> _Exercise description_
Copy out word for word everything from the line that contains "I'm trying to find the gray" down to the end of the items below.

==== Extracted entries

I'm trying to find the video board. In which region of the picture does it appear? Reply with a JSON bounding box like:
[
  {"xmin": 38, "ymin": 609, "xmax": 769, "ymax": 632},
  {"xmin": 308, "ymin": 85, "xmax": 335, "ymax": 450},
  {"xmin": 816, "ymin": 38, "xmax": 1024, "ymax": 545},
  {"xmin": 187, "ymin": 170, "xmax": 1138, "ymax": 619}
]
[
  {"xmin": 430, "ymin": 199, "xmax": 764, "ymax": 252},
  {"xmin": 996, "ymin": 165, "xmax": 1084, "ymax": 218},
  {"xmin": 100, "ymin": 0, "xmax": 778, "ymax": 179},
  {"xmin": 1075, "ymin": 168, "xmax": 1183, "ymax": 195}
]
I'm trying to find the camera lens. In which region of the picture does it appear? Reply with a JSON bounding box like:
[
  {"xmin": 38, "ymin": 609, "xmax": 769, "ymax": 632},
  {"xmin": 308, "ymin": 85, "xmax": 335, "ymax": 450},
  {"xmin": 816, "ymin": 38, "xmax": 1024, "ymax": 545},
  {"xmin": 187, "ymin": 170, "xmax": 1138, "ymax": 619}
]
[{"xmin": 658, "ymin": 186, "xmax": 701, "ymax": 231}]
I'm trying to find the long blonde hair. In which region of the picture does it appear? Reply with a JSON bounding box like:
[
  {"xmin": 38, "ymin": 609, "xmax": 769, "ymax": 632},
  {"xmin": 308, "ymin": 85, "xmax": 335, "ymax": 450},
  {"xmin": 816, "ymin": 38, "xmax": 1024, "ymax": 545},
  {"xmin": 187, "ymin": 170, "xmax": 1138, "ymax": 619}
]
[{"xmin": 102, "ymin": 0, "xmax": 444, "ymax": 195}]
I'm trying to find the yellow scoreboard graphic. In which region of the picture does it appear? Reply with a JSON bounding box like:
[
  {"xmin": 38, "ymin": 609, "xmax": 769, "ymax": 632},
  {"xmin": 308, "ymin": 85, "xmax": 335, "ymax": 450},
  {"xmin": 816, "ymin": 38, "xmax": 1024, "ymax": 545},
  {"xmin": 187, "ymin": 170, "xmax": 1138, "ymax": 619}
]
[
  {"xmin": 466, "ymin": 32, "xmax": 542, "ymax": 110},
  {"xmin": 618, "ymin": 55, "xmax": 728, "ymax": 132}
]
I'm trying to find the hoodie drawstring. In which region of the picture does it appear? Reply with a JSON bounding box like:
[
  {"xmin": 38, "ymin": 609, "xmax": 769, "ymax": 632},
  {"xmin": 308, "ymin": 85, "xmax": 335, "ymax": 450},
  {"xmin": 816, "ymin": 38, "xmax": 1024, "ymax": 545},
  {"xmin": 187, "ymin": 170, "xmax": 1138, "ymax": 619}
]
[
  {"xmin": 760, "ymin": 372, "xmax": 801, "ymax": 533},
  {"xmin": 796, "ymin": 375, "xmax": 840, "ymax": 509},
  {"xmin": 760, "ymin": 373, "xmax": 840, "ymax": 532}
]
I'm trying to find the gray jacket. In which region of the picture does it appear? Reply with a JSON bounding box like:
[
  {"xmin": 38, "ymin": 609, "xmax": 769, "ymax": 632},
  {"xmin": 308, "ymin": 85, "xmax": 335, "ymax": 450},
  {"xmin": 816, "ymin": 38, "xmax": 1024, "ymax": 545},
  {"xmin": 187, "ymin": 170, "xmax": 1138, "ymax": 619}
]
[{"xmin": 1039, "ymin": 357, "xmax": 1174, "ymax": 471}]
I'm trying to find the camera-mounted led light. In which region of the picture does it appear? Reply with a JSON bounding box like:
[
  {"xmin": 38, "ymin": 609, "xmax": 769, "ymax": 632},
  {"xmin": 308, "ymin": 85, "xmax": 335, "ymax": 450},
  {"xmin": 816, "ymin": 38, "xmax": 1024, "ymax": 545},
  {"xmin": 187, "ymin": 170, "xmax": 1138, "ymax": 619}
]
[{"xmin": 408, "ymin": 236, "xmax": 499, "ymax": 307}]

========

> _Answer to the problem_
I'm trying to find the gray jacket. In which region of the picture does it appear? Reply with a JSON bounding box like:
[
  {"xmin": 38, "ymin": 609, "xmax": 769, "ymax": 632},
  {"xmin": 308, "ymin": 85, "xmax": 335, "ymax": 450},
  {"xmin": 816, "ymin": 38, "xmax": 1024, "ymax": 545},
  {"xmin": 187, "ymin": 170, "xmax": 1138, "ymax": 619}
]
[{"xmin": 1039, "ymin": 357, "xmax": 1174, "ymax": 471}]
I'm trying to find the camera-mounted led light. In which region of the picture does it appear? Reply with a JSON bounding box like:
[
  {"xmin": 38, "ymin": 609, "xmax": 769, "ymax": 632},
  {"xmin": 308, "ymin": 85, "xmax": 335, "ymax": 450},
  {"xmin": 816, "ymin": 38, "xmax": 1024, "ymax": 545},
  {"xmin": 187, "ymin": 170, "xmax": 1138, "ymax": 619}
]
[{"xmin": 408, "ymin": 236, "xmax": 499, "ymax": 307}]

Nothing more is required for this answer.